▶ **AUSGANGSTEXT**
——————
Weiß nicht, wie das beim GBA ist, aber beim SNES haben die Hersteller in die Module später auch noch andere Hardware verbaut. Angefangen mit batteriegepuffertem RAM bis zu 3D-Prozessoren (SuperFX). Muß man dann auch irgendwie nachbilden.

Dazu kommt noch, daß es üblicherweise keine offiziellen Unterlagen gibt, die die exakte Funktionsweise der Hardware beschreiben - insbesondere Nintendo gibt sowas keinesfalls raus. Und die verbauten Chips sind oft Spezialanfertigungen, die in dieser Form nicht auf dem freien Markt erhältlich sind - also bekommt man auch vom Hersteller keine Dokumentation. Frag nicht, was es für ein Spaß ist, die exakte Funktionsweise einer GPU o.ä. per reverse engineering herauszubekommen. 
Überhaupt würde ich behaupten, daß Emulatorentwicklung - speziell bei Spielekonsolen und Heimcomputern zumindest am Anfang zu 80% reverse engineering ist.


----------



## thomas.g (21. Jun 2005)

naja, möglich is es mit Java.
Guckst du hier: http://java-emu.emuunlim.com/projects.html

Doch leider habe ich keinen blasen schimmer davon, wie die das gemacht haben .... :cry:


----------



## 0xdeadbeef (21. Jun 2005)

Ich habe nicht behauptet, daß es unmöglich ist. Es gibt einen Haufen Emulatoren, die in Java geschrieben sind. Allerdings sind das meist Portierungen von Emus in C.
Ich wollte nur verdeutlichen, daß das nichts ist, was man sich in eins, zwei Wochen aus dem Ärmel leiert.


----------
——————
▶ **KURZAUFTRAG A**
Gib die Zeilen unten zwischen der Zeile mit "of the rolling" und der Zeile mit "201L46 217L52 241L81", beide eingeschlossen, als zweispaltige CSV mit den Spalten anfrage und antwort wieder. Jede CSV-Zeile enthält in anfrage den Text und in antwort die zugehörige Antwort, jedes Feld in Anführungszeichen und mit Leerzeichen statt Zeilenumbrüchen.
Der Text und die Zeilen stehen in keinem Zusammenhang miteinander.

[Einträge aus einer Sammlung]
——————
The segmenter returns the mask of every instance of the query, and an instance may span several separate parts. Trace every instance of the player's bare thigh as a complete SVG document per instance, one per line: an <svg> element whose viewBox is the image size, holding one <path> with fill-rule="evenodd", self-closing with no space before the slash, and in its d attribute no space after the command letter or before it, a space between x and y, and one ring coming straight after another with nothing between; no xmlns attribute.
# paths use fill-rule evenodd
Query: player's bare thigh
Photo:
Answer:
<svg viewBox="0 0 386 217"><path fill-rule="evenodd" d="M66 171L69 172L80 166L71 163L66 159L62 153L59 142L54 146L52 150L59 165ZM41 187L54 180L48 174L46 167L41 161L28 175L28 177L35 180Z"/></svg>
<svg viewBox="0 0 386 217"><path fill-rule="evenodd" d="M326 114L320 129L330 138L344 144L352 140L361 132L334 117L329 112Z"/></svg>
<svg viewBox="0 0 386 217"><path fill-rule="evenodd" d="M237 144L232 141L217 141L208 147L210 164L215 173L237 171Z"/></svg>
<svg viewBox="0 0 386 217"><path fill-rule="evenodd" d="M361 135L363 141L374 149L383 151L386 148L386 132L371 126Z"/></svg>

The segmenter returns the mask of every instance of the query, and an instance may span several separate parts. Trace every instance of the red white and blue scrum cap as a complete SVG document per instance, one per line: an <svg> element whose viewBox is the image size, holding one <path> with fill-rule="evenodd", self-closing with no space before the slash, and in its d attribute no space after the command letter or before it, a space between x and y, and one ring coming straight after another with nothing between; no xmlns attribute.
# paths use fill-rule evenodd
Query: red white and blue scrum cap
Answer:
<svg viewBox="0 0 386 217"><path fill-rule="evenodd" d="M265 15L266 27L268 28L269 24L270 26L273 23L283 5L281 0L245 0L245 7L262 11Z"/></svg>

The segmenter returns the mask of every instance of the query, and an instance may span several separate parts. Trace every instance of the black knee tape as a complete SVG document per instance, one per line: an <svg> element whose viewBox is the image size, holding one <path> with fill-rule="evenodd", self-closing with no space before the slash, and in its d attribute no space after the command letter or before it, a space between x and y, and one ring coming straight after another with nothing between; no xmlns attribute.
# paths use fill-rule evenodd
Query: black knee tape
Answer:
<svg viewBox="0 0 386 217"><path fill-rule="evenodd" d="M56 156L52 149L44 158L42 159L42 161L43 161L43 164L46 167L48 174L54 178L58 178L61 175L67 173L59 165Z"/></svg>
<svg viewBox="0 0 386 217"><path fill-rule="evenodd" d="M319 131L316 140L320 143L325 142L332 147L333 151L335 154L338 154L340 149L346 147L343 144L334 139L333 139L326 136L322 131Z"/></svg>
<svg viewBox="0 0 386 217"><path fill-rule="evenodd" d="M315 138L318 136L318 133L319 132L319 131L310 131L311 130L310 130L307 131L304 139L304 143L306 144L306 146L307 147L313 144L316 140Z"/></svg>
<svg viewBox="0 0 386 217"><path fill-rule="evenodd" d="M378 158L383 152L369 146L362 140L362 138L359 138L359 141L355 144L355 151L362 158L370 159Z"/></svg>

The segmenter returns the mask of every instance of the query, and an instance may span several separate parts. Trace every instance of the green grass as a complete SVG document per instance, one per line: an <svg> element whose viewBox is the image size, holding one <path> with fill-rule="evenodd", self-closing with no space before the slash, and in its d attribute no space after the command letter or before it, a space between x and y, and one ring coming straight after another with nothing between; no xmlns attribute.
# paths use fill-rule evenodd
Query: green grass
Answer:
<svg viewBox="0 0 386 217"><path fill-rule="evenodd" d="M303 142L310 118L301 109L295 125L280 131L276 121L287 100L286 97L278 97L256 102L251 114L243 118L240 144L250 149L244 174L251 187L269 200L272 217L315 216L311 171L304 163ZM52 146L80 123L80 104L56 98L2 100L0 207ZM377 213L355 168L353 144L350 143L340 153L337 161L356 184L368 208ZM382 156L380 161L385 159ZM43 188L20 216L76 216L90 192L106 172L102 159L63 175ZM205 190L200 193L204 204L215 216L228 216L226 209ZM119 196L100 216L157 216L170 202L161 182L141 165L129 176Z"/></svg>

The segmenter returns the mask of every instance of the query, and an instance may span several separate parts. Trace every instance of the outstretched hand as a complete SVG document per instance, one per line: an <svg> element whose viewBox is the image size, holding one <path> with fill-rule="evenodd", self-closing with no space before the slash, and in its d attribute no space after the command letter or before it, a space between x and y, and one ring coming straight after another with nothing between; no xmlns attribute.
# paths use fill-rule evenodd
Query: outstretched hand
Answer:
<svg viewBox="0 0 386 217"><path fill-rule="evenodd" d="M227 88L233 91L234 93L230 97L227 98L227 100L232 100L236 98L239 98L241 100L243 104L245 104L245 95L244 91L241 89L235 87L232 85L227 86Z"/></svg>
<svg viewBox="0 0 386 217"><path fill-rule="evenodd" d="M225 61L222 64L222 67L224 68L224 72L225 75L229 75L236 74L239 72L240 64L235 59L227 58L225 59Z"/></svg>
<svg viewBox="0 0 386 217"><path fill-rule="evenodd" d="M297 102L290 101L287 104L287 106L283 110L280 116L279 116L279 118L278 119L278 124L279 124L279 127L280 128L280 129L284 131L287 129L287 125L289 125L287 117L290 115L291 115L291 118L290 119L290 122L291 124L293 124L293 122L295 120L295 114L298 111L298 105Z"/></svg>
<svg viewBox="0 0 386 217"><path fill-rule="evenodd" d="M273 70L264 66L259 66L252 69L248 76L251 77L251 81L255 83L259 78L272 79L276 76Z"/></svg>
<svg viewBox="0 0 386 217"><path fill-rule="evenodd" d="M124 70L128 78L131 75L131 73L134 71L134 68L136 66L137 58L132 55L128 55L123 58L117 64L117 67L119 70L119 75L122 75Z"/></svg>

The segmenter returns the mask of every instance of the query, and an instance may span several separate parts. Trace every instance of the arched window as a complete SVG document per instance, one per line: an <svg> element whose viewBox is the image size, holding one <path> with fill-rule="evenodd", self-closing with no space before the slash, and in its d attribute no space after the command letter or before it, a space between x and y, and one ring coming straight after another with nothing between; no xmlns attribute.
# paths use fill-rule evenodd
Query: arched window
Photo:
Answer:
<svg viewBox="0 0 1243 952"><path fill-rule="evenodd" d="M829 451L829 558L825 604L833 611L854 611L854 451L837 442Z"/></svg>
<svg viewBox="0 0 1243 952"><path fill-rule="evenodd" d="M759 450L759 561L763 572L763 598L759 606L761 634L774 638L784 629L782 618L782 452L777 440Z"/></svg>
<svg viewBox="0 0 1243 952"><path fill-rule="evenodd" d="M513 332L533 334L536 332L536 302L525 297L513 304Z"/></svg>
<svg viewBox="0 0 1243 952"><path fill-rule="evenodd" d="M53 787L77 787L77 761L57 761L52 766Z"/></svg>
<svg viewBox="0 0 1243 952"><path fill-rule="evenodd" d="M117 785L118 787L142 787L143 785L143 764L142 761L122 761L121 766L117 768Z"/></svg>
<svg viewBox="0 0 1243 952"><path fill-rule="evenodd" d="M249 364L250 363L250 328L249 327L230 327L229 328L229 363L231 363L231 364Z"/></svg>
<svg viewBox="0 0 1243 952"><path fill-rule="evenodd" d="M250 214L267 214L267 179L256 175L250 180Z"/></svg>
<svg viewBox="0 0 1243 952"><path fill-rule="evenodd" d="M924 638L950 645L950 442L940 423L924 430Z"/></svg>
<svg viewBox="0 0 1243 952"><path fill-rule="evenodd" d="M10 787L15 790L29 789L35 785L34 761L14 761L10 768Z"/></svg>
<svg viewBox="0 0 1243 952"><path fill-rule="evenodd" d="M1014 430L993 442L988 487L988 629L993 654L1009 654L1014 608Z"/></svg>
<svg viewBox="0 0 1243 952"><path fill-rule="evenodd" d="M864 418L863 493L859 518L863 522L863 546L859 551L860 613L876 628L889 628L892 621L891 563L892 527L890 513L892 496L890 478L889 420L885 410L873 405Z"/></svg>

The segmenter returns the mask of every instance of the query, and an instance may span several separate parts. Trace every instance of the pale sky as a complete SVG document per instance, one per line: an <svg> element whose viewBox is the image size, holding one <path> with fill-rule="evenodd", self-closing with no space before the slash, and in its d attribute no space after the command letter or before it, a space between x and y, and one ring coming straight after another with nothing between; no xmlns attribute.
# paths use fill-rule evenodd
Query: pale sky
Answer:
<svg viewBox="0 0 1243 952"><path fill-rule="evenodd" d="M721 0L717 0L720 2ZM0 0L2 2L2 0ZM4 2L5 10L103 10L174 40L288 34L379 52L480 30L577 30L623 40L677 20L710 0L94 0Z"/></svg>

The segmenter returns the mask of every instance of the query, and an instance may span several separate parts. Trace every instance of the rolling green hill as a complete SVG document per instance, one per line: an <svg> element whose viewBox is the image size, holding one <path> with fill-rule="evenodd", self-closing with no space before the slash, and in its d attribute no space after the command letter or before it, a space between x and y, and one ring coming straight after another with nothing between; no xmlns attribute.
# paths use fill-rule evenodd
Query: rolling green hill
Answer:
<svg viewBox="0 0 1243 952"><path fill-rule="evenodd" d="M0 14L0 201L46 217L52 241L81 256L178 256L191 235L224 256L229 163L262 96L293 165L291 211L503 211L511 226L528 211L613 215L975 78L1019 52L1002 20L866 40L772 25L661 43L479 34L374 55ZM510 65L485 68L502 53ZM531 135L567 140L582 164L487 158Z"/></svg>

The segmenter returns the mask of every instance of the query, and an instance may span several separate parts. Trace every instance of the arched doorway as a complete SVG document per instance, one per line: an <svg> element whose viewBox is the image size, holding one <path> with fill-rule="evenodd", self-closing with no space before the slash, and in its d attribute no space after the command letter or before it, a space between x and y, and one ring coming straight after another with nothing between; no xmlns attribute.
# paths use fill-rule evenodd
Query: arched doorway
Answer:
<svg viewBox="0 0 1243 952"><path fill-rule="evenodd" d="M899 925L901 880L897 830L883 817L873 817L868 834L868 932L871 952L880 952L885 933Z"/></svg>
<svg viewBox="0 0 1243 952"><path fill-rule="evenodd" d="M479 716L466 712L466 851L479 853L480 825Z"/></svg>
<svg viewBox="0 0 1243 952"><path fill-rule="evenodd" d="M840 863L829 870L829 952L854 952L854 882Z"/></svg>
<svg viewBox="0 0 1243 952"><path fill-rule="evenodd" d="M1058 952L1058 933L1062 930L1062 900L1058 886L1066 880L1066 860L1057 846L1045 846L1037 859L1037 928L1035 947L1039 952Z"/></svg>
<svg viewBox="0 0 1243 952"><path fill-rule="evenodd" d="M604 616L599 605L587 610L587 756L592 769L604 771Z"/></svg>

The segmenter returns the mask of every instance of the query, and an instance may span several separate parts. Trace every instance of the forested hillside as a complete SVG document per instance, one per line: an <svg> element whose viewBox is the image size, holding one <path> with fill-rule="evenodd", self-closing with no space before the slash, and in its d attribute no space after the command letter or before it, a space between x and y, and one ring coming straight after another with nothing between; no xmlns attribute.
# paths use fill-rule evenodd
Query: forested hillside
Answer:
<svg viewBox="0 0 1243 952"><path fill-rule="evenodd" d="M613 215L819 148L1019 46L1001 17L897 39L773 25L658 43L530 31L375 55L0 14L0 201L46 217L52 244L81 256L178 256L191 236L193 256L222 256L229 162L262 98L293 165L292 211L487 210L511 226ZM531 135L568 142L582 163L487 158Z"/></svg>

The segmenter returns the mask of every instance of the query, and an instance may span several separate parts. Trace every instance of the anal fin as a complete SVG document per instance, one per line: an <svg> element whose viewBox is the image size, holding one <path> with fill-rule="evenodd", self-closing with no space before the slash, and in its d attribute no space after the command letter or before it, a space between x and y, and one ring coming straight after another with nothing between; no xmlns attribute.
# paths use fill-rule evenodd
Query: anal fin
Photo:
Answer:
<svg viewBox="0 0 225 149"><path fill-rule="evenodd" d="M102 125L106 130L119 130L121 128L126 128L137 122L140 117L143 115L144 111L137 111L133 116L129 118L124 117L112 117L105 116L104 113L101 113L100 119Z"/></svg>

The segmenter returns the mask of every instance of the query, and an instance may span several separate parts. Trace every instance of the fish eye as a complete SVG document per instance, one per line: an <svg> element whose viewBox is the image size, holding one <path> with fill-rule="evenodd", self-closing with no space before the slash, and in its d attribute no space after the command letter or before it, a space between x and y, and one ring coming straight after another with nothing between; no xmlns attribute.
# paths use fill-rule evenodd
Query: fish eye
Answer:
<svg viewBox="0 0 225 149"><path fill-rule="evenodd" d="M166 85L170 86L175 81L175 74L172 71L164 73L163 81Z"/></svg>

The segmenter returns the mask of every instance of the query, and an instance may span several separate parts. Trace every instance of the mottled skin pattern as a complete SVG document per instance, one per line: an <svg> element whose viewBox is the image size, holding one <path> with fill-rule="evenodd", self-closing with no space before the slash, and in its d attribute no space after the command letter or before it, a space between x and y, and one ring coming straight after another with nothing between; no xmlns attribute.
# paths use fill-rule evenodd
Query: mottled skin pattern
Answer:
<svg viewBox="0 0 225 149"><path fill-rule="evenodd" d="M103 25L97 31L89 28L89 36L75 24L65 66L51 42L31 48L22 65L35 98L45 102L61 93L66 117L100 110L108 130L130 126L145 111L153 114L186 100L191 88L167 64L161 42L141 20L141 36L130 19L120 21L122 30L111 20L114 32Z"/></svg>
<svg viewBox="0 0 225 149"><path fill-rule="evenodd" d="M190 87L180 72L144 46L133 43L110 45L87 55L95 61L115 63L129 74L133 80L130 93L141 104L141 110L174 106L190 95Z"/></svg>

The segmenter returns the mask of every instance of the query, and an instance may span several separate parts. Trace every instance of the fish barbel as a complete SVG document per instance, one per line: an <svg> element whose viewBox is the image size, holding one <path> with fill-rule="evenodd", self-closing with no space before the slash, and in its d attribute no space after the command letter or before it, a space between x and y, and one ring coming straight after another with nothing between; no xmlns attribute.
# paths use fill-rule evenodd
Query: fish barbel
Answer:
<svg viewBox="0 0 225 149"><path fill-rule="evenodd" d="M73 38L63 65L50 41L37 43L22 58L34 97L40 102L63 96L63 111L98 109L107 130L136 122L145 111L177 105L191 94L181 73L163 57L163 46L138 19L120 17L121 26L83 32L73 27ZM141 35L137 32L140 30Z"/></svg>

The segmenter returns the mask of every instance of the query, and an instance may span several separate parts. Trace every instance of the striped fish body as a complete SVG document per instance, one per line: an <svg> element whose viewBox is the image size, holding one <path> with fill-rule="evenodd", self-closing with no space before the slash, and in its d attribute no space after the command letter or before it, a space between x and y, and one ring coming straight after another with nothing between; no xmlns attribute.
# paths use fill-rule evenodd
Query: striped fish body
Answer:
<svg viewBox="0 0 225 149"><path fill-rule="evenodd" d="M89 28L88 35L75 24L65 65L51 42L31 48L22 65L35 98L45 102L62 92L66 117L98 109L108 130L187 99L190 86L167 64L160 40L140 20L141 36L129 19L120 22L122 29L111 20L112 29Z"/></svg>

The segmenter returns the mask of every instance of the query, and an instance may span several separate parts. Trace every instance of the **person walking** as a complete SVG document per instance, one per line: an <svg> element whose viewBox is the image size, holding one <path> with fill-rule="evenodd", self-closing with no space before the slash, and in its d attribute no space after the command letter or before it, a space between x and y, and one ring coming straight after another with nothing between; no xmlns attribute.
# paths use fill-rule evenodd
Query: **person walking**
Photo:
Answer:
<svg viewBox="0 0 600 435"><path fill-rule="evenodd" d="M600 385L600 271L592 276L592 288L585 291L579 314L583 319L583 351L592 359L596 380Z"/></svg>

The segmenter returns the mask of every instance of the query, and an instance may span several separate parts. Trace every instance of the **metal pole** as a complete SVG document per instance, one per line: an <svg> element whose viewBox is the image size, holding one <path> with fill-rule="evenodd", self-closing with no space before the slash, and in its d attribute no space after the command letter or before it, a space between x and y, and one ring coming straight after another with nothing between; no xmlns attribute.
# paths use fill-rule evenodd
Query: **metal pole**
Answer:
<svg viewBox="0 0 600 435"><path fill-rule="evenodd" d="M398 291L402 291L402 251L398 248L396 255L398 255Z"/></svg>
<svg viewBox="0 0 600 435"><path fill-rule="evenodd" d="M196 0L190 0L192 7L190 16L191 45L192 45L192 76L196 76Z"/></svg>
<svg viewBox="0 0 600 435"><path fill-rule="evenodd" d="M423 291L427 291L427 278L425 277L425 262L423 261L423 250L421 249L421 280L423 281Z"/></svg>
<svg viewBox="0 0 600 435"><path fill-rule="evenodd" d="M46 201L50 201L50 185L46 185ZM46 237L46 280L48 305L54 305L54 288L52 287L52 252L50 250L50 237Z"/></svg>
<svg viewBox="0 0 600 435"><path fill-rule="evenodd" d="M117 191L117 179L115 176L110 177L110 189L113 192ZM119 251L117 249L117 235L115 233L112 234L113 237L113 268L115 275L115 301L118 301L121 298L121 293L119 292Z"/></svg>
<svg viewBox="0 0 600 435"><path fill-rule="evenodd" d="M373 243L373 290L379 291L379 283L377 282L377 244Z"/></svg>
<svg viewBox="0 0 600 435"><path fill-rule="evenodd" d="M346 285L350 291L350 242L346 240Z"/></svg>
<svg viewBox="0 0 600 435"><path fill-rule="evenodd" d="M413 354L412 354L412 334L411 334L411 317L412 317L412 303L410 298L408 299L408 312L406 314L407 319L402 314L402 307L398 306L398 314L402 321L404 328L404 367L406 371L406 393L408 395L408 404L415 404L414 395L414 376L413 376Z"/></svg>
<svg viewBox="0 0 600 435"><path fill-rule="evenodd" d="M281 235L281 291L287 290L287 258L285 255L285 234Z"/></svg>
——————
▶ **KURZAUFTRAG B**
Zu welchem Anteil ist Emulatorentwicklung laut dem Ausgangstext zumindest am Anfang reverse engineering?

▶ **ANTWORT ZUR AUFGABE A**
anfrage,antwort
"The segmenter returns the mask of every instance of the query, and an instance may span several separate parts. Trace every instance of the rolling green hill as a complete SVG document per instance, one per line: an <svg> element whose viewBox is the image size, holding one <path> with fill-rule=""evenodd"", self-closing with no space before the slash, and in its d attribute no space after the command letter or before it, a space between x and y, and one ring coming straight after another with nothing between; no xmlns attribute. # paths use fill-rule evenodd Query: rolling green hill Answer:","<svg viewBox=""0 0 1243 952""><path fill-rule=""evenodd"" d=""M0 14L0 201L46 217L52 241L81 256L178 256L191 235L224 256L229 163L262 96L293 165L291 211L503 211L511 226L528 211L613 215L975 78L1019 52L1002 20L866 40L772 25L661 43L479 34L374 55ZM510 65L485 68L502 53ZM531 135L567 140L582 164L487 158Z""/></svg>"

▶ **ANTWORT ZUR AUFGABE B**
Zu 80 %.